CONSIGNE
Recopie le passage de l'article sur le dessin de presse qui va de « Le 27 mars, la » jusqu'à « journaux de l’Hexagone. », en y changeant « capitale » en « métropole ».

TEXTE EXTRAIT
▬▬▬▬▬▬

Artiste ou journaliste ? Ces professionnels de l’humour aiguisent leurs crayons pour la liberté d’expression

Par Sophie Flouquet · Le Journal des Arts

Le 16 mars 2010 - 792 mots

Le 27 mars, la Bibliothèque nationale de France (BNF) organise la première édition de la « Biennale du dessin de presse ». Si plusieurs manifestations existaient déjà en régions, à Carquefou (Loire-Atlantique), Castelnaudary (Aude), Orléans-Saint-Marceau (Loiret) ou Saint-Just-le-Martel (Haute-Vienne), aucune ne lui avait été jusque-là consacrée dans la capitale, où est pourtant concentré le plus grand nombre de rédactions de journaux de l’Hexagone.

L’événement, qui est accompagné de deux expositions, pourrait aussi être interprété comme une volonté d’éclairer d’un jour particulier un métier qui a fait les beaux jours de la presse d’opinion, et qui, comme celle-ci, est aujourd’hui loin d’être florissant. Il suffit en effet d’ouvrir les pages des quotidiens nationaux pour constater à quel point certains malmènent leurs dessinateurs.

Ces derniers voient leur espace se réduire progressivement à la portion congrue, quitte à nuire à la lisibilité même du dessin. « Les seuls qui ne savent pas qu’on existe ce sont nos commanditaires », déplore Michel Cambon, qui travaille, depuis Grenoble (Isère), pour de nombreuses publications et s’estime privilégié, lui qui vit de son travail et est titulaire de la carte de presse.

Dessin à valeur éditoriale
Pour de nombreux autres dessinateurs, la réalité est plus difficile. « Les éditeurs, y compris les grands journaux, ne voulaient plus nous payer en carte de presse et nous ont incités à nous organiser en société », explique Maurice Smadja, fondateur et cogérant d’Iconovox, à Paris, une plateforme et une source d’iconographie de dessin de presse qui regroupe aujourd’hui cinquante-deux professionnels.

« Sans cela, beaucoup de dessinateurs ne dessineraient plus. » Depuis une base accessible sur Internet, le collectif Iconovox permet en effet de diffuser à un ensemble de clients, de la presse aux éditeurs de manuels scolaires, en passant par des associations ou des collectivités locales, des dessins sur des thèmes précis.

« Notre objectif est de faire vivre le dessin de presse, qui se standardise et devient de plus en plus un travail d’informaticien », poursuit Maurice Smadja. L’informatique, Michel Cambon ne l’utilise quant à lui que pour scanner et expédier ses dessins – tous exécutés à la plume sur papier – vers les rédactions auxquelles il collabore.

Diplômé de l’école des beaux-arts d’Avignon en section peinture, celui-ci a commencé le dessin de presse alors qu’il était encore étudiant, pour « payer [s]es pinceaux et [s]es tubes ». Puis il a continué dans cette voie, répondant aux deux facettes du métier : les commandes précises d’articles à illustrer d’une part, le dessin à valeur éditoriale sur un sujet d’actualité d’autre part, offrant une plus grande liberté au dessinateur.

▬▬▬▬▬▬

DONNÉES FOURNIES
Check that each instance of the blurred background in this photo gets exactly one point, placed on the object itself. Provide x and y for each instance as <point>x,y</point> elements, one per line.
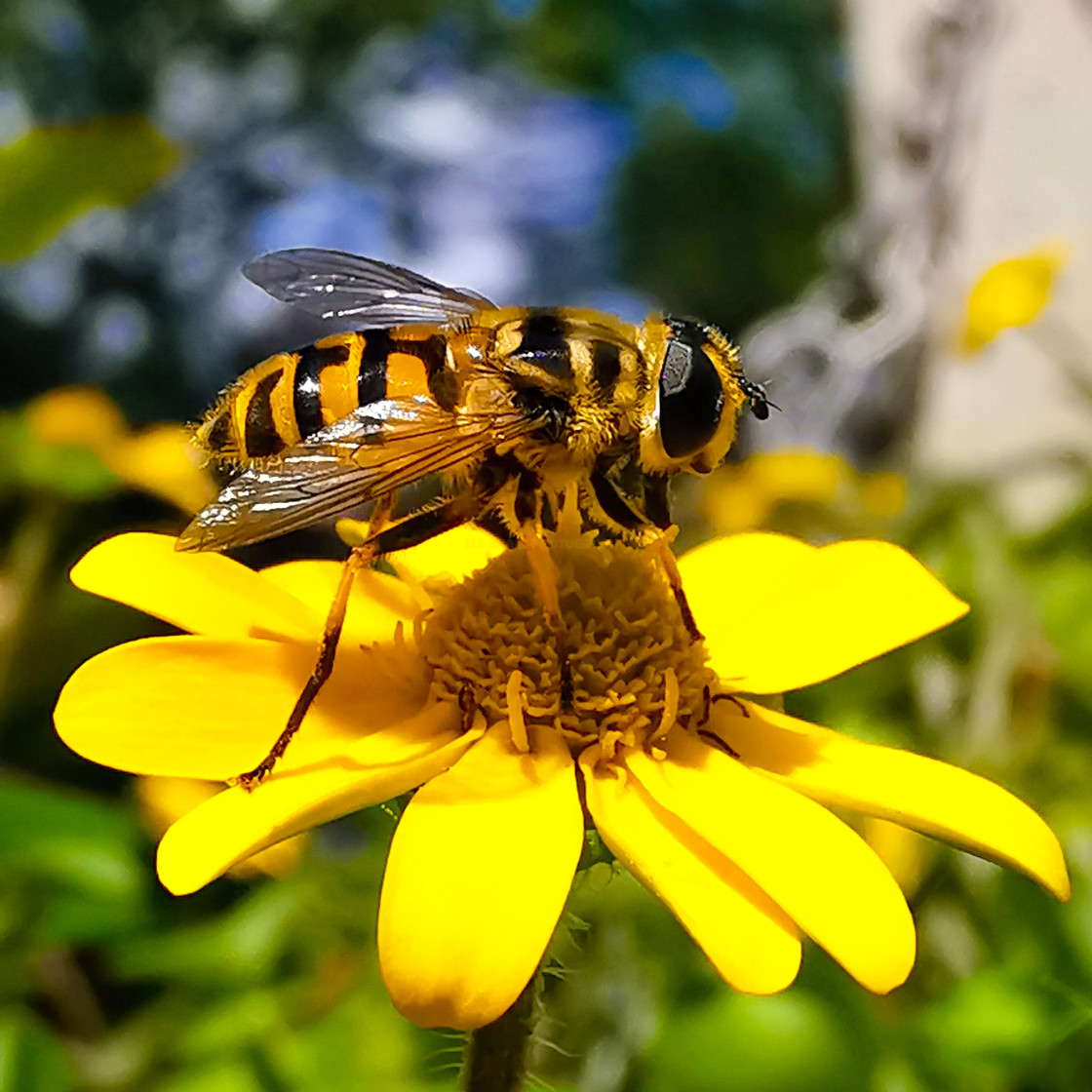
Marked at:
<point>884,201</point>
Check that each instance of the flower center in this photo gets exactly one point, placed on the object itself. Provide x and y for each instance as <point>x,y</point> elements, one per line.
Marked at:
<point>617,666</point>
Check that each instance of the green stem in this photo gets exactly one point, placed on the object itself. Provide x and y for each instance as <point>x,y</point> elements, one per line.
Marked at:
<point>497,1054</point>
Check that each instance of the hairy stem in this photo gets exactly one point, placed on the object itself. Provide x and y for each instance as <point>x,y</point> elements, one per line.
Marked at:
<point>497,1054</point>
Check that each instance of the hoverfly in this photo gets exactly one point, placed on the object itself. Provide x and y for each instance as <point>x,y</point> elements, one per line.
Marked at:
<point>505,409</point>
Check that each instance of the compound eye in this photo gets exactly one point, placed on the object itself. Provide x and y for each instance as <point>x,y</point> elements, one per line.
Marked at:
<point>691,399</point>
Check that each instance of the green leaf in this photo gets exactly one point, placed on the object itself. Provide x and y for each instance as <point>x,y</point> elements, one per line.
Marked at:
<point>1064,591</point>
<point>237,948</point>
<point>755,1044</point>
<point>70,470</point>
<point>30,1061</point>
<point>56,173</point>
<point>75,862</point>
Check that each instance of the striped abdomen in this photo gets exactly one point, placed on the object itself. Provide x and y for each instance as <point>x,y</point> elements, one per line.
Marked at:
<point>292,396</point>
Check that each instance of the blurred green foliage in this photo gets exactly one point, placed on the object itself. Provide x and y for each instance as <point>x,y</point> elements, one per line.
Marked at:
<point>56,173</point>
<point>107,983</point>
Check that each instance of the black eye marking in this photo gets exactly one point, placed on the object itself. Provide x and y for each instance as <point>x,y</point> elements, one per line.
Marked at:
<point>691,397</point>
<point>756,396</point>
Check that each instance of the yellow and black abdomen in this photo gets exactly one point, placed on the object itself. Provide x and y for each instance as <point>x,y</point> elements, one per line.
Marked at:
<point>291,397</point>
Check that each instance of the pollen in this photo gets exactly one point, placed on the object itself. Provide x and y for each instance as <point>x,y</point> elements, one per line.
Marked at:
<point>617,665</point>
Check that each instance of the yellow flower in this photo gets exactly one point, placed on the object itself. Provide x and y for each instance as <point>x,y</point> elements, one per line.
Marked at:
<point>746,496</point>
<point>160,460</point>
<point>719,805</point>
<point>163,800</point>
<point>1009,293</point>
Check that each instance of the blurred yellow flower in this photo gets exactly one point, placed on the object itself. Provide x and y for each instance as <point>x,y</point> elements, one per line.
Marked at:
<point>746,496</point>
<point>158,460</point>
<point>1010,293</point>
<point>713,800</point>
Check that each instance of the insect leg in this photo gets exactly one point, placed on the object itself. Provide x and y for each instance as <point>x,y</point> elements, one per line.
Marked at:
<point>658,511</point>
<point>412,528</point>
<point>328,648</point>
<point>543,570</point>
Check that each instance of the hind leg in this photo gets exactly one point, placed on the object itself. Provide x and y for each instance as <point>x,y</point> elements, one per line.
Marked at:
<point>410,530</point>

▬▬▬▬▬▬

RÉSULTAT
Le 27 mars, la Bibliothèque nationale de France (BNF) organise la première édition de la « Biennale du dessin de presse ». Si plusieurs manifestations existaient déjà en régions, à Carquefou (Loire-Atlantique), Castelnaudary (Aude), Orléans-Saint-Marceau (Loiret) ou Saint-Just-le-Martel (Haute-Vienne), aucune ne lui avait été jusque-là consacrée dans la métropole, où est pourtant concentré le plus grand nombre de rédactions de journaux de l’Hexagone.